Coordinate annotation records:
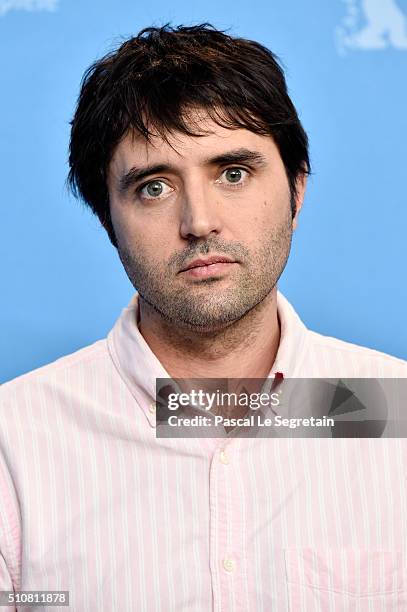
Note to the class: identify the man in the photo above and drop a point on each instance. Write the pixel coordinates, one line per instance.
(187, 146)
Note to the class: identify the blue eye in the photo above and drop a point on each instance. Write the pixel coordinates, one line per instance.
(234, 177)
(152, 190)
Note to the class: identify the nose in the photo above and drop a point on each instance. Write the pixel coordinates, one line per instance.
(200, 213)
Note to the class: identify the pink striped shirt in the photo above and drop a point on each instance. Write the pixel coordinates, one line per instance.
(93, 503)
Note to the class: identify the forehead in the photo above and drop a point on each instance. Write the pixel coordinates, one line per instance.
(184, 150)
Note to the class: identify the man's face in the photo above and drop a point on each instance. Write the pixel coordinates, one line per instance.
(222, 194)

PROBLEM STATEMENT
Swap "drop a point on" for "place a marker on" throughout the items and write all their lines out again with nothing else changed. Leave the pictures out of your answer.

SOLUTION FOR THIS EXERCISE
Note to the class: identify the man in the photo above and place a marker on each instance. Write the pixel coordinates, one line per instance.
(187, 146)
Note to the class: identify the blue eye in the photo above and place a marker on each instance. Write the pixel coordinates, one line per instance.
(234, 177)
(152, 190)
Note to the class: identify the nose in the photo above and place a marker on each instance. Write the pixel coordinates, one line per instance.
(200, 213)
Note to the class: identify the pink striped shirt in the photo above and place a marker on each instance. Write the pixel coordinates, one line per instance.
(93, 503)
Note to the class: identify the forehead in the photo above and place a marker on each instance. Write the pixel coordinates, one line per instance.
(184, 150)
Note to the class: identify the man's face in the photo above and place a marker on each instance. Write the pixel coordinates, one line per instance.
(222, 194)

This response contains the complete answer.